**IL COMPITO A**
Scrivi i cognomi delle persone nominate nell'articolo sulla crisi giallorossa, senza contare la firma all'inizio.
**IL COMPITO B**
Riassumi in due frasi l'articolo sulla crisi giallorossa.
**IL COMPITO C**
Prosegui l'articolo sulla crisi giallorossa dopo la frase di Sabatini tradotta dal western, aggiungendo un paragrafo.

::: ESTRATTO DELLA PAGINA :::

LA REPUBBLICA (E. SISTI) - Tornano i tre punti, ma solo quelli. Sotto la cenere giallorossa, grigia come il gioco, il vulcano crepita e minaccia. A Trigoria rimane tutto in bilico, per qualcuno lo Spezia è stato un punto di non ritorno, è lì che è finita un’epoca. Il 2-0 al Genoa serve a poco, più che la medicina sembra l’ultimo sintomo della malattia, un vincere triste, da astenici. Nell’aria c’è sempre quell’insopportabile odore di lacrime, impotenza e rabbia, c’è chi vorrebbe sbaraccare, c’è chi dice aspettiamo. «Non tocca a me parlare del mio futuro», spiega Garcia, sospeso nel limbo di chi non ha più i numeri per ostentare autorevolezza, né (a quanto pare) un sostegno presidenziale. La sua panchina è una zattera, basta una pedata per mandarla alla deriva mentre non potrà bastare l’affettuoso abbraccio (programmato) dei suoi giocatori dopo la rete di Florenzi per rinsaldarla alla riva. Il ds Sabatini si infila il cinturone e da sotto il cappellaccio, col sigaro in bocca, partorisce una frase alla Tarantino: «Voi volete veder scorrere il sangue, ma se il sangue scorrerà non sarà quello del nostro allenatore». Tradotto dal western: «Se va via lui mi dimetto ».

::: ESTRATTI DEI RECORD :::

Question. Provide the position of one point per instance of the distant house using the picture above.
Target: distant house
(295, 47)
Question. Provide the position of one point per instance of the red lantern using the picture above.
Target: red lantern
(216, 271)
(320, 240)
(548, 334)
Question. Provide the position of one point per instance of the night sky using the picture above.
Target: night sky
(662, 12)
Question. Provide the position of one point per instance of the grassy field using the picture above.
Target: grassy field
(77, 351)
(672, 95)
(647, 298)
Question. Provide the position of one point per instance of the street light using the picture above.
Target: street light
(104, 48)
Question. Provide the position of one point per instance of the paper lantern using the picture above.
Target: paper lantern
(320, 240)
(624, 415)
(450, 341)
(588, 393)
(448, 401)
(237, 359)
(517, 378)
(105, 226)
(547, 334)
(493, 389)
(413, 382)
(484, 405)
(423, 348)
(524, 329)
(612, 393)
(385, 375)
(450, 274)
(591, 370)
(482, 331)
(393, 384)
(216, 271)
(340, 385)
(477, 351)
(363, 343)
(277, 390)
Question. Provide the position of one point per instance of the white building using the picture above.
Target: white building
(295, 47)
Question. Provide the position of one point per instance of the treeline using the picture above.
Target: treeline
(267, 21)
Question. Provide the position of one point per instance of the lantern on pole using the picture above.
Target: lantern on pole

:::

**LA TUA RISPOSTA A**
Garcia, Florenzi, Sabatini, Tarantino

**LA TUA RISPOSTA B**
Anche dopo il 2-0 al Genoa, a Trigoria tutto resta in bilico, e Garcia non vuole parlare del suo futuro: sembra non avere più i numeri né il sostegno del presidente. Il ds Sabatini lo difende dicendo che, se scorrerà del sangue, non sarà quello dell'allenatore, e l'articolo traduce la frase così: se va via Garcia, lui si dimette.

**LA TUA RISPOSTA C**
Spalletti? Roma a pezzi, sgangherata e senza gambe in campo, confusa sulle scrivanie. Roma che ha ripreso a vincere dopo quarantadue giorni di astinenza nel pomeriggio in cui è andata in scena una delle sue versioni più desolanti, un enigmatico miscuglio di paura e frenesia, molle e isterica al tempo stesso, un velenoso pasticcio di inadeguatezza, rassegnazione e individualismi senza sbocco e senza gioia. Rimane agganciata (da ultima) al treno di testa ma ormai l’85% dei suoi giocatori non si regge più in piedi. Torna a segnare dopo i lunghi e allarmanti silenzi dell’attacco proprio nel giorno in cui Dzeko, con i nervi a pezzi, si fa espellere per la prima volta in carriera perché dice due volte “vaffa” in inglese all’arbitro Gervasoni.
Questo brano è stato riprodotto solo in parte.